---------- Supplied data ----------

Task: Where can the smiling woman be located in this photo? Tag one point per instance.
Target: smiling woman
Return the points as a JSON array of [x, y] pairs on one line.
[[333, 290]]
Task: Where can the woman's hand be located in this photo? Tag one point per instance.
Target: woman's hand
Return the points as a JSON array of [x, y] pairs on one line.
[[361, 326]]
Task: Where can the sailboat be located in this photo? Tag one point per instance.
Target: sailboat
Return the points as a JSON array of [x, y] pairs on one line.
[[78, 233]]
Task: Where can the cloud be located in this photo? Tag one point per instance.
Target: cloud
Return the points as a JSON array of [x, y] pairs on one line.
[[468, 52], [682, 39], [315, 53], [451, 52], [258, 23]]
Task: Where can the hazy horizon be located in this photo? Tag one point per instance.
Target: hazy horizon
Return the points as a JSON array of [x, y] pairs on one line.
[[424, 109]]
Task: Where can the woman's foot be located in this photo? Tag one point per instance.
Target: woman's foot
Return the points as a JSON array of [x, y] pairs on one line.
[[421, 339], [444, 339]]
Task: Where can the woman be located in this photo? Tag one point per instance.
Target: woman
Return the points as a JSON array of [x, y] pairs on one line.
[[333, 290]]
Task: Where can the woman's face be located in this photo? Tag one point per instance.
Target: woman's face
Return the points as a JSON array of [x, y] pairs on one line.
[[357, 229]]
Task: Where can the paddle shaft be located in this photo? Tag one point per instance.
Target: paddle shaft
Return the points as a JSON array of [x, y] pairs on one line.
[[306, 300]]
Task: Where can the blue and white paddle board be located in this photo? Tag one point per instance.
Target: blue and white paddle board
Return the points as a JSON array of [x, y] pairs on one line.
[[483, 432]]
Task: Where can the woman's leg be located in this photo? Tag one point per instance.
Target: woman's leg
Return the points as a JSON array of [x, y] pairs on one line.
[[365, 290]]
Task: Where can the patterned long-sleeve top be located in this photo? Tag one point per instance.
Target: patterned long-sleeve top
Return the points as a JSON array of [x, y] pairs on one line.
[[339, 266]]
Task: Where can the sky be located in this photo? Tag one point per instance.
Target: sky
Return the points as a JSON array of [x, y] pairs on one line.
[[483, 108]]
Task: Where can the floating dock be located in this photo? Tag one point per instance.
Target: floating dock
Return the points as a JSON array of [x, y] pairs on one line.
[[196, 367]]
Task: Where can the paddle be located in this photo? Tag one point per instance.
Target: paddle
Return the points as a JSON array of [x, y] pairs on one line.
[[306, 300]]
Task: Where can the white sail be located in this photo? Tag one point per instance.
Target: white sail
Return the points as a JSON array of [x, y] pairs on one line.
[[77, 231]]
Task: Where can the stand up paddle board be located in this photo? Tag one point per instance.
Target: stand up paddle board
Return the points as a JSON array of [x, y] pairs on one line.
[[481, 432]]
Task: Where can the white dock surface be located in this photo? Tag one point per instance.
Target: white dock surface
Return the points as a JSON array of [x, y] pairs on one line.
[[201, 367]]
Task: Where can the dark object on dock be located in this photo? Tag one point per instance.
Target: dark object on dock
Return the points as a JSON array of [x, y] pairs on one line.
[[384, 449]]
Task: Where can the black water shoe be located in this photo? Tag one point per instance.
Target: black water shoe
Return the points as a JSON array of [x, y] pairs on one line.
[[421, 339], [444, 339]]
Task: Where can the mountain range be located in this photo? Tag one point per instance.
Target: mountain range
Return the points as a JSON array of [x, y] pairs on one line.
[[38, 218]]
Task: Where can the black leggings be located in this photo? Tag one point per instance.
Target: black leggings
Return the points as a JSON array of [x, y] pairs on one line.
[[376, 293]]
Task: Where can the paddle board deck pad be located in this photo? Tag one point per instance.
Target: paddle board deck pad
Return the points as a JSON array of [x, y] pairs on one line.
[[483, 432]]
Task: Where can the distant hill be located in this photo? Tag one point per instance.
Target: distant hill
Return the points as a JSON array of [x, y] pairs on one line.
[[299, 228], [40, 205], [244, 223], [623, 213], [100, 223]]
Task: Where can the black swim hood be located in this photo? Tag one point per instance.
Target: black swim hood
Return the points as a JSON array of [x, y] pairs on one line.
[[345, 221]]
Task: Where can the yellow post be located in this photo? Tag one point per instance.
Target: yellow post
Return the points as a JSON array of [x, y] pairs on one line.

----------

Problem requirements:
Copy out the whole listing above, leaving each line exactly as it stands.

Answer:
Task: Where can the smiling woman be located in this photo? Tag one point per instance.
Target: smiling woman
Return the points as a JSON array of [x, y] pairs on one line.
[[333, 290]]
Task: Where can the woman's hand be located in this photo? Tag one point per instance.
Target: woman's hand
Return the points as a JSON array of [x, y] pairs on one line.
[[361, 326]]
Task: Where can the sailboat be located in this photo? Tag one point per instance.
Target: sailboat
Return the points as a JSON array of [x, y] pairs on one line.
[[78, 233]]
Task: Where can the cloud be located in this photo? Tag one point per instance.
Target: cloud
Return the points as a JSON array of [x, y] pairs on one line.
[[468, 52], [682, 39], [315, 53], [451, 52], [258, 23]]
Task: Where can the hazy horizon be located in this photo? Tag one point per instance.
Target: hazy horizon
Return the points as a JSON array of [x, y] pairs on one line.
[[424, 109]]
Task: Where can the woman's foot be located in this photo? Tag one point per instance.
Target: woman's foot
Return the points as a JSON array of [x, y] pairs on one line.
[[421, 339], [444, 339]]
Task: Where can the woman be located in this photo? Tag one point per instance.
Target: woman
Return the points as a JSON array of [x, y] pairs on one line.
[[333, 290]]
Task: Where can the woman's face be located in this photo? Tag one point per instance.
Target: woman's face
Return the points as a JSON array of [x, y] pairs on one line.
[[357, 229]]
Task: Where can the paddle shaft be located in this photo? Tag one point per instance.
Target: paddle shaft
Return the points as a JSON array of [x, y] pairs on one line.
[[306, 300]]
Task: Where can the blue and white paddle board be located in this photo? Tag one point per instance.
Target: blue and white paddle board
Return the points as a JSON array of [x, y] pairs on one line.
[[483, 432]]
Task: Where can the woman's leg be located in this photo? Tag one point per instance.
Target: woman's leg
Return the points as a JSON array of [x, y] pairs on one line.
[[365, 290]]
Task: Where can the patterned long-sleeve top be located in this photo? Tag one point per instance.
Target: patterned long-sleeve top
Return the points as a JSON array of [x, y] pairs on one line.
[[339, 266]]
Task: Where can the sky be located in this photo? Tag one point per instance.
Target: sky
Return the points as a JSON array of [x, y] pairs on one line.
[[483, 108]]
Task: Where can the floating dock be located in this photo? Tag one point per instance.
Target: floating dock
Return the points as a JSON array of [x, y] pairs on one line.
[[196, 367]]
Task: Where can the paddle be located in this photo? Tag one point per instance.
Target: paddle
Return the points as a JSON array of [x, y] pairs on one line.
[[306, 300]]
Task: Where can the white sail be located in this photo? Tag one point per instance.
Target: white sail
Return the points as a JSON array of [x, y] pairs on one line.
[[77, 231]]
Task: Where can the stand up paddle board be located in this photo? Tag one point per instance.
Target: stand up paddle board
Return the points as a JSON array of [x, y] pairs on one line.
[[481, 432]]
Task: Where can the white dock surface be located in this photo? Tag one point per instance.
Target: white dock surface
Return the points as a JSON array of [x, y] pairs on one line.
[[201, 367]]
Task: Where can the dark object on dock be located in this photo? Tag one point per instance.
Target: dark object on dock
Return the points as a JSON array of [x, y] pairs on one line.
[[384, 449]]
Task: Where can the black water shoe be located in this photo? Tag one point per instance.
Target: black water shoe
Return the points as a JSON array of [x, y] pairs on one line.
[[421, 339], [444, 339]]
Task: Where can the mountain range be located in this photo? Tag one point per instance.
Target: mountain range
Return the points as a JSON array of [x, y] pairs on one line.
[[38, 218]]
Task: Where can the black leggings be located in this photo? Tag one point per instance.
Target: black leggings
Return the points as a JSON array of [x, y] pairs on one line.
[[376, 293]]
Task: Where can the paddle board deck pad be located in this photo? Tag one point per instance.
Target: paddle board deck pad
Return the points as a JSON array of [x, y] pairs on one line.
[[483, 432]]
Task: Where can the distant hill be located in this photo? Tag one point per instance.
Target: distant hill
Return the points as a JSON array of [x, y] pairs on one line.
[[299, 228], [40, 205], [244, 223], [623, 213], [100, 223]]
Task: Where can the black swim hood be located in this photo? Tag one point per instance.
Target: black swim hood
Return the points as a JSON array of [x, y] pairs on one line.
[[345, 221]]
Task: Where can the yellow post be located in this photo? Tag one point per instance.
Target: yellow post
Return the points as a JSON array of [x, y] pairs on one line.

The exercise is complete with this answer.